■ **REQUIRED TASK**:
Starting at the beginning of the items and running through the line containing "(1043, 220)", both ends included, write out every line again, requests too. Multiply each coordinate in the answers by 0.35 and round to whole numbers with halves rounded up, give only that stretch, and omit the pictures.

■ **AVAILABLE RECORDS**:

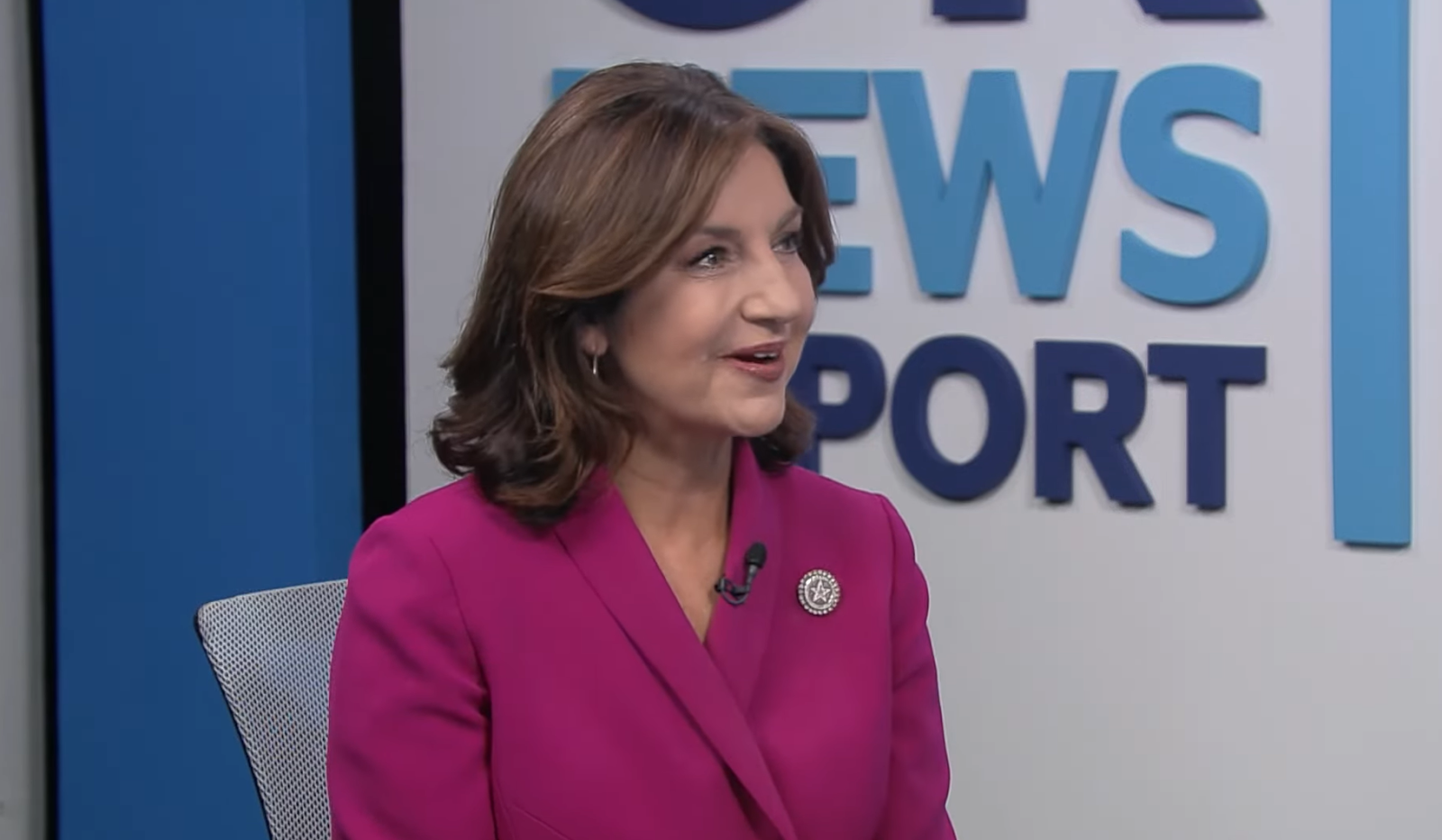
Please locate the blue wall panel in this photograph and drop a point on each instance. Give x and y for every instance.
(205, 379)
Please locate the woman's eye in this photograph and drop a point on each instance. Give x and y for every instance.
(708, 259)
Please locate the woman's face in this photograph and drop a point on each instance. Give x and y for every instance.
(708, 345)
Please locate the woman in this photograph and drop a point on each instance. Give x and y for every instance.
(632, 618)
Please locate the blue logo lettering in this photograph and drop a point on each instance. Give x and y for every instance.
(1043, 215)
(737, 14)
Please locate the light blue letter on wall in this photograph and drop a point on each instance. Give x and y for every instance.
(1222, 194)
(1043, 220)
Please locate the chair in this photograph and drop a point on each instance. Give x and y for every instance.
(271, 655)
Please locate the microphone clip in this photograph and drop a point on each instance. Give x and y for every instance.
(735, 595)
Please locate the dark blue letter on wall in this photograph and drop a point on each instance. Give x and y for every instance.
(205, 376)
(1006, 415)
(1100, 434)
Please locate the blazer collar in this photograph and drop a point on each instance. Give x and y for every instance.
(716, 690)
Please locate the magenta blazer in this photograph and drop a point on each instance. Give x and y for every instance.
(494, 681)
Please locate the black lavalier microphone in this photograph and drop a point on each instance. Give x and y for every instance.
(735, 595)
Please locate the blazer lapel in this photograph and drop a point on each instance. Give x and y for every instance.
(739, 635)
(606, 546)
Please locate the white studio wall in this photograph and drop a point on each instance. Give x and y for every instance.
(1266, 667)
(22, 778)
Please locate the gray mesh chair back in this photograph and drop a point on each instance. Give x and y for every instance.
(271, 655)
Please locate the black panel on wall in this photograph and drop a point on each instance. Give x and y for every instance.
(45, 336)
(375, 58)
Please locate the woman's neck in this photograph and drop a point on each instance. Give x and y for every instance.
(678, 494)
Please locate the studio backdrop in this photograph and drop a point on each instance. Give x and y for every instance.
(1131, 324)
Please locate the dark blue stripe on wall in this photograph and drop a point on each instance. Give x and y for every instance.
(1372, 372)
(199, 173)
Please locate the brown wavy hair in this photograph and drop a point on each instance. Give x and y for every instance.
(613, 178)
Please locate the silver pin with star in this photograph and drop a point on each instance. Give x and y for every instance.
(818, 592)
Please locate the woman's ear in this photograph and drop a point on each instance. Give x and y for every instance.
(593, 341)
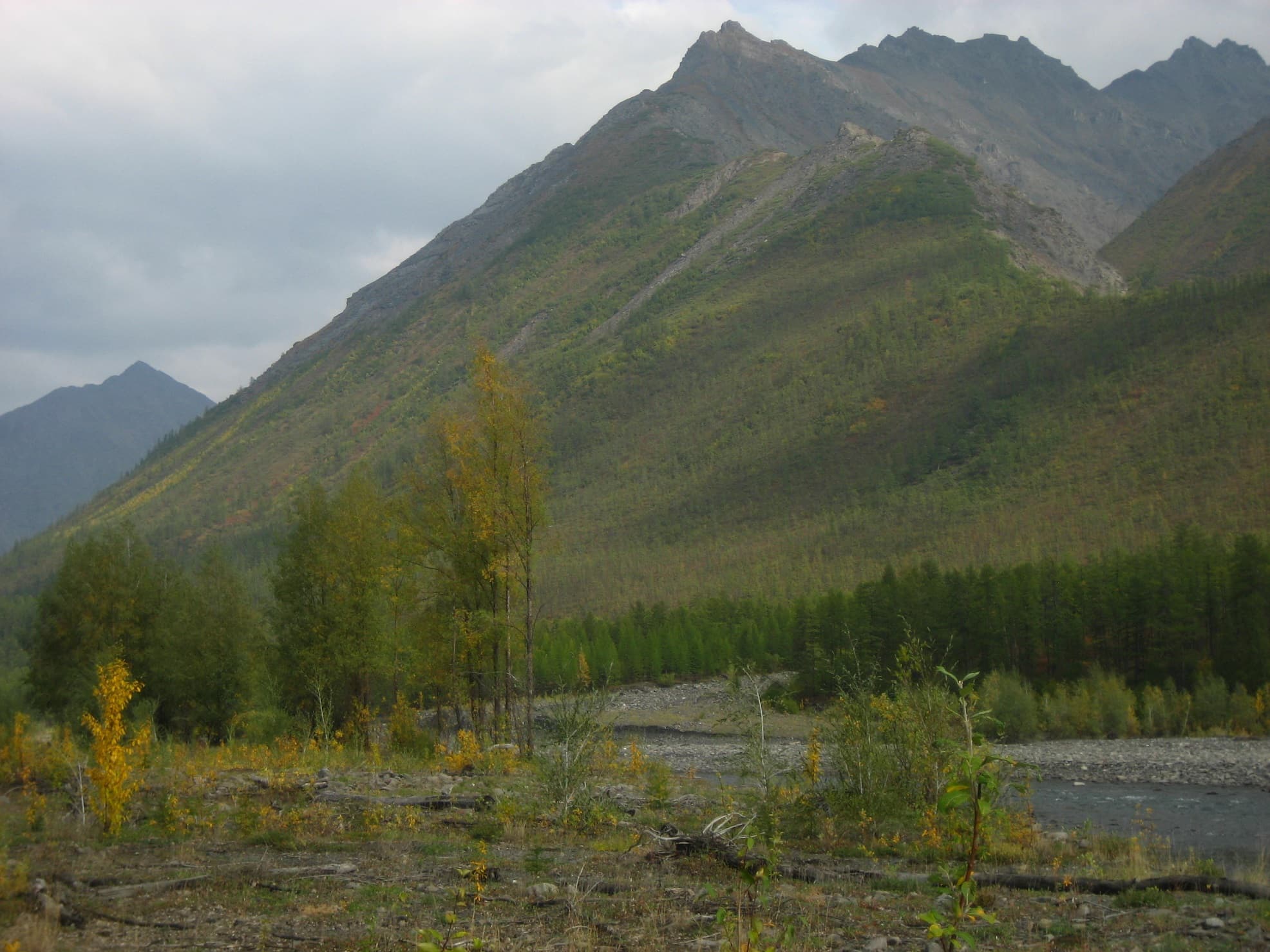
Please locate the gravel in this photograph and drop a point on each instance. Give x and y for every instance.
(1217, 762)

■ **FINAL RESULT**:
Please locate the blue wall panel in this photograph and drop a point on each instance. Give x and y for every instance.
(72, 133)
Please locate the woman's eye in this photograph and drop a point on each instance. Give x and y for every instance.
(248, 91)
Please locate the woman's face in this photograph and drop a point on each instance. Give x and y for every instance.
(248, 121)
Please locate the woman in this photograph and drop a point on each instance. Give x and y for every instance.
(221, 216)
Please locate the blue logo lettering in this photograph and drop a point on each instance. Give x and y for every instance.
(365, 75)
(258, 5)
Please locate the light blue letter on wall in this photograph and drop a point on each instance. Give x and y for every instance.
(428, 68)
(365, 77)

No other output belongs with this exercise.